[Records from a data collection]
####

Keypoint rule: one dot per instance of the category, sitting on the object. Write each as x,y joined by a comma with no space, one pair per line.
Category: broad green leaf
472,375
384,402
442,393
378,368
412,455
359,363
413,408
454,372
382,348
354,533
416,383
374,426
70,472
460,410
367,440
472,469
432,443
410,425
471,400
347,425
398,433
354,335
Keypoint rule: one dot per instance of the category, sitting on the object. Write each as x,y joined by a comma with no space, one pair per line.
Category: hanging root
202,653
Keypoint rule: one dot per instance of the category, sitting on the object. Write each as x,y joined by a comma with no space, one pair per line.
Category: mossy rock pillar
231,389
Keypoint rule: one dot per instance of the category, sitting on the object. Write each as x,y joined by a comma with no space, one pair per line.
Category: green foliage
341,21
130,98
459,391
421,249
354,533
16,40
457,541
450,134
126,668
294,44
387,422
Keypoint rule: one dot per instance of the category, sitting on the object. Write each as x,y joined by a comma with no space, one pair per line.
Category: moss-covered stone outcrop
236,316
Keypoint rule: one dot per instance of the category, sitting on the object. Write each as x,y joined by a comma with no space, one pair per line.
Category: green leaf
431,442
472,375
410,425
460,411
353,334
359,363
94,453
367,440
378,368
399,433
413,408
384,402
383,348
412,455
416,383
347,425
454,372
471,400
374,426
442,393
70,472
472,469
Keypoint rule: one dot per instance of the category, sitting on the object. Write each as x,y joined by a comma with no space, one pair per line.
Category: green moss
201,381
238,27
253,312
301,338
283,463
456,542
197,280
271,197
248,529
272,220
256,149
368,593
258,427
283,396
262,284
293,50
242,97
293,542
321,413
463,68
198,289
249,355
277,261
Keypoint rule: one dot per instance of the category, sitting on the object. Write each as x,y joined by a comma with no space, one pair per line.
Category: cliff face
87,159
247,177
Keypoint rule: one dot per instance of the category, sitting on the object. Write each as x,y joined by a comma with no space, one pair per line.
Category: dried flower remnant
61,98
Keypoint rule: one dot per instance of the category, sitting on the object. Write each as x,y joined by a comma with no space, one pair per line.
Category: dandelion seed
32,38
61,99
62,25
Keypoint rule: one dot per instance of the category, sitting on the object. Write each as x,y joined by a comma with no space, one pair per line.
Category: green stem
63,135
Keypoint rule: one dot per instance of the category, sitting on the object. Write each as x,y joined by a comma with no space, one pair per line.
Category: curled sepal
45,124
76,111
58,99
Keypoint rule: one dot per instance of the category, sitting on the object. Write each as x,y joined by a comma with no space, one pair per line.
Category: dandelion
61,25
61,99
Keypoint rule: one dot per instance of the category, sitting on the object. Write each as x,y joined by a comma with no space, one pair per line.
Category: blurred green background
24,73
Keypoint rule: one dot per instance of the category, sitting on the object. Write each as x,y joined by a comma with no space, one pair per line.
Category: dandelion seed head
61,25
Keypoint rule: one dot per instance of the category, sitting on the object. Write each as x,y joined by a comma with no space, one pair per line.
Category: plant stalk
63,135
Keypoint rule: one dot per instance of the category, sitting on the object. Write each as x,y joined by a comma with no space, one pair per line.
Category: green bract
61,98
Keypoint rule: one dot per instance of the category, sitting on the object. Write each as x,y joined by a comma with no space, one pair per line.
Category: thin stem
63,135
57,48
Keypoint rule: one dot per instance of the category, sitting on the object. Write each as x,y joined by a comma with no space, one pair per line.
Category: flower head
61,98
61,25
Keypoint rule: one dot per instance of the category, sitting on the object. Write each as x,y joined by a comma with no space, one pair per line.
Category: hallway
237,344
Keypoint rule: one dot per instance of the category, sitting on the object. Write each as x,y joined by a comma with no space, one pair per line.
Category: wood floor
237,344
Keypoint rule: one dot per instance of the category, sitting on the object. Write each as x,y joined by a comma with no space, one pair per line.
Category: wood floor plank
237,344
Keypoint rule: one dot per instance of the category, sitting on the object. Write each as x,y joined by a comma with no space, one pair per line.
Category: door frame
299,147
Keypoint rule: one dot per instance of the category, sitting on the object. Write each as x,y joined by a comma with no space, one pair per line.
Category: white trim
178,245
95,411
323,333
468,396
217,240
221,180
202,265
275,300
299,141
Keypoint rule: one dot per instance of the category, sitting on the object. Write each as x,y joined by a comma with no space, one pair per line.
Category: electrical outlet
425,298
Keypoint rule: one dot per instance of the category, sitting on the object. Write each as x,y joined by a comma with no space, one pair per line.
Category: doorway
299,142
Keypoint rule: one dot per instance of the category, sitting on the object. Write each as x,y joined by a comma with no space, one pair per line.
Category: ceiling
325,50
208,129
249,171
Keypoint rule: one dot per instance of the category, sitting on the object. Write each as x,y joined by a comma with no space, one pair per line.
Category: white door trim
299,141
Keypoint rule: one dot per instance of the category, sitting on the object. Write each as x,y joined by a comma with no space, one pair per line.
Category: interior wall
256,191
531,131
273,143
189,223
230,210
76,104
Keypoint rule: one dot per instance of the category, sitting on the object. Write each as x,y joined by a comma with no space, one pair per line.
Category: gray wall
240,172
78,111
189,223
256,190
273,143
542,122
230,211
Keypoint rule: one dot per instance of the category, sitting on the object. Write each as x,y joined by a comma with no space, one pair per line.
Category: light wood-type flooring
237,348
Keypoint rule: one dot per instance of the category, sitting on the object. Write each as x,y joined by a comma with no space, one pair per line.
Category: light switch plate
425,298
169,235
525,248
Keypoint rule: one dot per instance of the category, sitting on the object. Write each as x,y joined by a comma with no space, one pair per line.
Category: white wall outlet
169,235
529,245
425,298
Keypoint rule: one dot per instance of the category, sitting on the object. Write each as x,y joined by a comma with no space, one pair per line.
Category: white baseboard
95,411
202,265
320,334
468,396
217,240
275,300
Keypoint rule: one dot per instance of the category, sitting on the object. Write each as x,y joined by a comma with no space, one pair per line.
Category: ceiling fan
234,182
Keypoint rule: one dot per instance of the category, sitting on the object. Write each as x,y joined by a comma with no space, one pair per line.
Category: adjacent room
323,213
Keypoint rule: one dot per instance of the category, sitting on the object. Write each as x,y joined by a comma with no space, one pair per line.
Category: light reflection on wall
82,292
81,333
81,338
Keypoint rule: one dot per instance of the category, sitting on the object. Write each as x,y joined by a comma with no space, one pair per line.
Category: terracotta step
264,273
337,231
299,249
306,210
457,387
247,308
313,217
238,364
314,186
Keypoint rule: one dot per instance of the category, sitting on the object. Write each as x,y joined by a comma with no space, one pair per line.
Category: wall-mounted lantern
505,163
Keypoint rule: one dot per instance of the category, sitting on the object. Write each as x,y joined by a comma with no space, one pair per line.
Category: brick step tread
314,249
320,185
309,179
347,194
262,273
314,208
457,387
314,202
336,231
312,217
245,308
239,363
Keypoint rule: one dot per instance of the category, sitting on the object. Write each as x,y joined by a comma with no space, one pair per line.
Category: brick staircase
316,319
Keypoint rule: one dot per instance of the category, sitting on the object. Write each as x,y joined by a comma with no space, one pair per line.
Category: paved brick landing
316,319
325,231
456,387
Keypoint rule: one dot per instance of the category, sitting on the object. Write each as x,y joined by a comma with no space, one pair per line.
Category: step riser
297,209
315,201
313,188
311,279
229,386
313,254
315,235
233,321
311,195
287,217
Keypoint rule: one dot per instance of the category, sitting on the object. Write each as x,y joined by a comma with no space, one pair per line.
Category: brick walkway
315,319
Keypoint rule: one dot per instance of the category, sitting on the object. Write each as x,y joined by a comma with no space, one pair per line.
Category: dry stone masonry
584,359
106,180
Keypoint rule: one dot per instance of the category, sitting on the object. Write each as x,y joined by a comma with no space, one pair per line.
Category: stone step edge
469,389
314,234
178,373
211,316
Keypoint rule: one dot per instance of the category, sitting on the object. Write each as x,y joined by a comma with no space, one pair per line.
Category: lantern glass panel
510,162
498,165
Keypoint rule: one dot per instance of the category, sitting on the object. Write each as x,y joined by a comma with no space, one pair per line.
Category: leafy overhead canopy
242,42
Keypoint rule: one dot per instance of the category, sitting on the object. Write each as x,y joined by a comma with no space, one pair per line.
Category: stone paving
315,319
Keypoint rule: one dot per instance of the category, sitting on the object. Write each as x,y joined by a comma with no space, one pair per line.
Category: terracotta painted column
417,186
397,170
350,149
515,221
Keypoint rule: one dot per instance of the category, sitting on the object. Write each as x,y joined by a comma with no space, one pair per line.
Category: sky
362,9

####

Description of the task: All lines from the one containing "Category: stone paving" through the end of the data, and no others, are to be given again word for word.

Solved problem:
Category: stone paving
315,319
Keypoint rule: one dot per instance of the category, sitting on the object. Write each as x,y joined by a comma with no space, one pair per line.
Category: terracotta painted column
417,186
397,170
350,149
515,221
Keypoint rule: one dot per instance of the category, sitting on the object. Write each as x,y joined by a comma with no space, one pair per line.
Category: sky
362,9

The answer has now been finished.